_Activities_.
**A.** Copy out the stretch of the book review from "In chapter six, Trueman" through "Freud with sexuality.".
**B.** Answer these questions from the book review:
(i) How many pages long is the book, according to the reviewer?
(ii) In which chapter does Trueman turn to Sigmund Freud?
(iii) Which three thinkers does Trueman examine after Rousseau and the Romantics?
**C.** Carry the book review forward from where it stops, keeping its voice and subject.

_Text block_.
After looking at how Rousseau’s ideas were popularized by the Romantics, Trueman looks at three of the most influential men who have ever lived: Friedrich Nietzsche, Karl Marx, and Charles Darwin. These thinkers utterly changed the way that people think of themselves, history, the future, society, and more. They crushed any possibility for purpose or meaning in life other than that which we create. Trueman’s summary of their thought is good, albeit brief. Since they are so influential, I would have loved for him to have spent more time on each of these men. Though I understand why he didn’t. The book is already 400 pages long. It could have easily ballooned to 600+ if he would have done so.

In chapter six, Trueman sets his sights on the founder of psychoanalysis, Sigmund Freud. To sum it up, he argues that Freud convinced our society that “the purpose of life, and the content of the good life, is personal sexual fulfillment” (p 205). While sex has always been a powerful motivating force, Freud went a step farther, centering all of human existence on it, from childhood to the grave. The void of purpose left by Nietzsche, Marx, and Darwin was filled by Freud with sexuality.

_Data excerpts_.
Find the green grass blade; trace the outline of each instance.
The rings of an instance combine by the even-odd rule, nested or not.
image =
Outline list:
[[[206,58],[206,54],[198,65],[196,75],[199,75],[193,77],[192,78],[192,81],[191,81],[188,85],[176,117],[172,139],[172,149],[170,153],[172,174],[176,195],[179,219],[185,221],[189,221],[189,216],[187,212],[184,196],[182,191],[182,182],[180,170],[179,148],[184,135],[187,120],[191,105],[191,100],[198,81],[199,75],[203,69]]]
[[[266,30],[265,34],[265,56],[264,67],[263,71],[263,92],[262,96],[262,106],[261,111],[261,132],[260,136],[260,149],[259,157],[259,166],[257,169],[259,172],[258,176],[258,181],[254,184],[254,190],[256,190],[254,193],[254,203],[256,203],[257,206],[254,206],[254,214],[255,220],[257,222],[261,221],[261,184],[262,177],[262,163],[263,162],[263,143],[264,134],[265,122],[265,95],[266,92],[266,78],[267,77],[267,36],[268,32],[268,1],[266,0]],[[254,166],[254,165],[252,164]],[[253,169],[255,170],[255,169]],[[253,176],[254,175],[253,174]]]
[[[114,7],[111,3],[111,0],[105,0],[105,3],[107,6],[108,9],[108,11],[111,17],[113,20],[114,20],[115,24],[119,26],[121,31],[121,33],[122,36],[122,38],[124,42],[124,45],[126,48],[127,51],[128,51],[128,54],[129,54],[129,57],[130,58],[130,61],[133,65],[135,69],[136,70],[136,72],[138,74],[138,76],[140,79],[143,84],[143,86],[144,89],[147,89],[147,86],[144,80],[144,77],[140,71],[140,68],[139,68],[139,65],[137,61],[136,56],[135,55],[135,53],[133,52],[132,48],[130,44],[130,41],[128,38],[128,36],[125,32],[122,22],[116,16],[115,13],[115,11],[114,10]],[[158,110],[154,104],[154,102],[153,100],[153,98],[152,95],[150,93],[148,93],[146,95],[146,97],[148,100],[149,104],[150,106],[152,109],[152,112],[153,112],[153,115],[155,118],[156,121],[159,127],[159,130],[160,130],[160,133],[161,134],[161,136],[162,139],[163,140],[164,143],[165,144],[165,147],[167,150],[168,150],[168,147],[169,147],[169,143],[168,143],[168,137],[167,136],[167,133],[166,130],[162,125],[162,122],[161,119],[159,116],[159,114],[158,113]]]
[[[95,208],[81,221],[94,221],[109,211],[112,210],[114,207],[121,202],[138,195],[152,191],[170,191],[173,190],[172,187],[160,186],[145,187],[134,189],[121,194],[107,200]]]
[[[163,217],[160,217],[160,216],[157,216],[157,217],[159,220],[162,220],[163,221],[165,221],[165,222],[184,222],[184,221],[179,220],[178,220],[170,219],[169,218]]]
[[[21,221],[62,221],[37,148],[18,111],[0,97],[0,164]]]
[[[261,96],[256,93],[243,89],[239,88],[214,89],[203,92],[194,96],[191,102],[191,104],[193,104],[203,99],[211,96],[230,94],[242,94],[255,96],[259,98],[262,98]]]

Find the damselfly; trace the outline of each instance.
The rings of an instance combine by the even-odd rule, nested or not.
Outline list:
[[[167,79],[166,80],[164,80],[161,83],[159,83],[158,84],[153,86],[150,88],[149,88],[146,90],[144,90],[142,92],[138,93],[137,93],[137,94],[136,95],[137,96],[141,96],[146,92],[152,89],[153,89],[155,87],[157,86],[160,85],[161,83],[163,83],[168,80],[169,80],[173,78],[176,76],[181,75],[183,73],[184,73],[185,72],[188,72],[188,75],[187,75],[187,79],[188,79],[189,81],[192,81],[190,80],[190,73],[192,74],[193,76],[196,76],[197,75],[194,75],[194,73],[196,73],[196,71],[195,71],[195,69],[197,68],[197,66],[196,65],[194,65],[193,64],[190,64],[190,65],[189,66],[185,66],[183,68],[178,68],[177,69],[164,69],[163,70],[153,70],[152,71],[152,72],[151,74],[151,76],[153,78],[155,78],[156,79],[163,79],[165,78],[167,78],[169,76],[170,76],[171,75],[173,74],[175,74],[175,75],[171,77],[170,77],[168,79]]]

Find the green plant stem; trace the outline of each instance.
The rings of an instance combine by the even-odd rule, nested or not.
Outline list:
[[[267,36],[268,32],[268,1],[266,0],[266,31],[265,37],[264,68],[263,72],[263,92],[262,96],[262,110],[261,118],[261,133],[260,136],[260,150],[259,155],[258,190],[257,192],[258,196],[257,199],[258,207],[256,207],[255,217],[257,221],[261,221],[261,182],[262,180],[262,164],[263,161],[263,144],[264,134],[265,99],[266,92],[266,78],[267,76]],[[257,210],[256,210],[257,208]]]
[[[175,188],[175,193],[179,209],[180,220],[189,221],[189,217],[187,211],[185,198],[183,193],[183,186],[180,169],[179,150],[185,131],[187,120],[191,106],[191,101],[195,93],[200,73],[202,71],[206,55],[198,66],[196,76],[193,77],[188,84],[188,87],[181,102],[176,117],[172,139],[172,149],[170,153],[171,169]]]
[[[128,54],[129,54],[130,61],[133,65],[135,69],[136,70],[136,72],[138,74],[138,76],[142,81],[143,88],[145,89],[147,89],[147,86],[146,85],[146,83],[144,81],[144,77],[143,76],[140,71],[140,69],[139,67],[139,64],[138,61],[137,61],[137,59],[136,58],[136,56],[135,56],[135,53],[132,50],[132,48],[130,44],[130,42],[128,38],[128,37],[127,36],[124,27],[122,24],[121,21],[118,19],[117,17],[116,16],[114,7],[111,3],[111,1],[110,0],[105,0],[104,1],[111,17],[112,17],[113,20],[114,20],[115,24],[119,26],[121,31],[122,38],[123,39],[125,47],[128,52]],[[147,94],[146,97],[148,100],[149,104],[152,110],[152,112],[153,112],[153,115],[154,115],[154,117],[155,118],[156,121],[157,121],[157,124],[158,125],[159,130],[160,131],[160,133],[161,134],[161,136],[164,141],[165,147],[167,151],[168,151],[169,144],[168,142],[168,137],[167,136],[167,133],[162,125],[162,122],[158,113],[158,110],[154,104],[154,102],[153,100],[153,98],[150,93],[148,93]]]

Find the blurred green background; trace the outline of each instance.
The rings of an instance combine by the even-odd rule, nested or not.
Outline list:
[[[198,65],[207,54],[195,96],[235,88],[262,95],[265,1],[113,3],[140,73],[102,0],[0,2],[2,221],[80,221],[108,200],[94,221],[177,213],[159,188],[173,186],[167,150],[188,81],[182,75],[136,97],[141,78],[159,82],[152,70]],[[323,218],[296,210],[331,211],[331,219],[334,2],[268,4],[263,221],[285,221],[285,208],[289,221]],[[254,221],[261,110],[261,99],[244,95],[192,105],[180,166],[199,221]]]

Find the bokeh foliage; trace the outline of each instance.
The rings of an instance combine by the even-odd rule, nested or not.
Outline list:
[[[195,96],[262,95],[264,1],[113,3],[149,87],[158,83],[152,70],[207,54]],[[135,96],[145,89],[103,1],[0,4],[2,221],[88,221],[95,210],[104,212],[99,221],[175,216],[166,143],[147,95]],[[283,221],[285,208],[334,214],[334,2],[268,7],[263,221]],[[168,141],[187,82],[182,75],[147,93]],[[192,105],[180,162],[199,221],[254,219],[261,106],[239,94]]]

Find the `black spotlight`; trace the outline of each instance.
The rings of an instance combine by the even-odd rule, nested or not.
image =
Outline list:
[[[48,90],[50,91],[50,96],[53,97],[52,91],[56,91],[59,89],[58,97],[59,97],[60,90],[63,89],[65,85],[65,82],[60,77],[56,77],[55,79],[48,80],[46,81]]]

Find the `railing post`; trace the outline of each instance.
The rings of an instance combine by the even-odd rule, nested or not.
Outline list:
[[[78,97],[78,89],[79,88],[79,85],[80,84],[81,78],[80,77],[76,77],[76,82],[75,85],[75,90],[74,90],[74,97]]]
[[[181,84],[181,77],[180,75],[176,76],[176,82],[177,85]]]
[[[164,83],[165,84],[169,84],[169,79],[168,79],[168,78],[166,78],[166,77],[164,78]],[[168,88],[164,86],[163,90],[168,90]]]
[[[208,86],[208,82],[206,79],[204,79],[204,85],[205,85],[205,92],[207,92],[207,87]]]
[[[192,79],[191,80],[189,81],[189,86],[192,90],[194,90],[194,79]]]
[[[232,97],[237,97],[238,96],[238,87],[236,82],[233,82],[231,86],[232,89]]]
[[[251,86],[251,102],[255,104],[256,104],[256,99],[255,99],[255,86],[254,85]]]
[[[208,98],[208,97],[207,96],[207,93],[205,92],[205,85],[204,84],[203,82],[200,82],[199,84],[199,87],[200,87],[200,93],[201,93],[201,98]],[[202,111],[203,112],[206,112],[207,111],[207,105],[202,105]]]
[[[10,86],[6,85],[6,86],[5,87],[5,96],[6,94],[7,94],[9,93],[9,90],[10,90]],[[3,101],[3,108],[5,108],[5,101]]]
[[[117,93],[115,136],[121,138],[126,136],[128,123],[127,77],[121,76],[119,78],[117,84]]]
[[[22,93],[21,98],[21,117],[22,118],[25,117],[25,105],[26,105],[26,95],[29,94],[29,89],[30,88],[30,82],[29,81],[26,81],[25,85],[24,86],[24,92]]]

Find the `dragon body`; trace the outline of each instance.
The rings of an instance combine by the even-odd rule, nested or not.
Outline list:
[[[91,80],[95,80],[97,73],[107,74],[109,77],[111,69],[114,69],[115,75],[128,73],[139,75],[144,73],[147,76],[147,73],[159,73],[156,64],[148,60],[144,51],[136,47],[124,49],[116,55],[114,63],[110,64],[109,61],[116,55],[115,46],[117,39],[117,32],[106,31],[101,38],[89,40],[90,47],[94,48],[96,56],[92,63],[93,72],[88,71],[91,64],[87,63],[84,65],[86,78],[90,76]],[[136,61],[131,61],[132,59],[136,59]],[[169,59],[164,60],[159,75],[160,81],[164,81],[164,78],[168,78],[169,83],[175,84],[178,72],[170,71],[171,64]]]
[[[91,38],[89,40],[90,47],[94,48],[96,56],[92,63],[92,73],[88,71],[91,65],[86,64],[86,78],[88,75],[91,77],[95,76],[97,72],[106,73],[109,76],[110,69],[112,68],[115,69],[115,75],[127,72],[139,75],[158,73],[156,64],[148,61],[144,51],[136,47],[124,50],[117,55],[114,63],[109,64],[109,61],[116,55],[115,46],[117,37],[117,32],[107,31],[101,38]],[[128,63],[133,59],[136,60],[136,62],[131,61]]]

_Your written answers_.
**A.**
In chapter six, Trueman sets his sights on the founder of psychoanalysis, Sigmund Freud. To sum it up, he argues that Freud convinced our society that “the purpose of life, and the content of the good life, is personal sexual fulfillment” (p 205). While sex has always been a powerful motivating force, Freud went a step farther, centering all of human existence on it, from childhood to the grave. The void of purpose left by Nietzsche, Marx, and Darwin was filled by Freud with sexuality.

**B.**
(i) 400 pages
(ii) Chapter six
(iii) Friedrich Nietzsche, Karl Marx, and Charles Darwin

**C.**
But that’s not the end of the story. Over the past one hundred years, thinkers on the Left have fused Marx’s thought with Freud’s, creating a cornucopia of disciplines and ideologies. While there is a great deal of variety among them, most share a common modus operandi of leveraging sexuality to achieve political ends. Trueman takes the reader on a quick tour of the various thinkers who have developed these ideas, from Wilhelm Reich and Herbert Marcuse to Simone de Beauvoir. He points out how many of their ideas, radical at the time they were written, have become mainstream today. As you read through Trueman’s chapter on The New Left and the Politicization of Sex, you’ll realize that many of the cultural shifts we’re seeing now were foretold 50 to 100 years ago.

In the book’s final section, Trueman examines the implications of these things for today. In particular, he looks at how our culture’s embrace of all these ideas has made us obsessed with self-expression, psychological identity, sexuality, and politics. While we may be more technologically advanced than our forebears, we’re not as far ahead of them by other measures as we might like to think. We’re drowning in purposelessness, depression, anxiety disorders, and other mental health problems. We’re more polarized and tribal than we’ve been in decades. We’ve exchanged love for sex; beauty for vulgarity; and truth for taste.

These things cannot continue forever.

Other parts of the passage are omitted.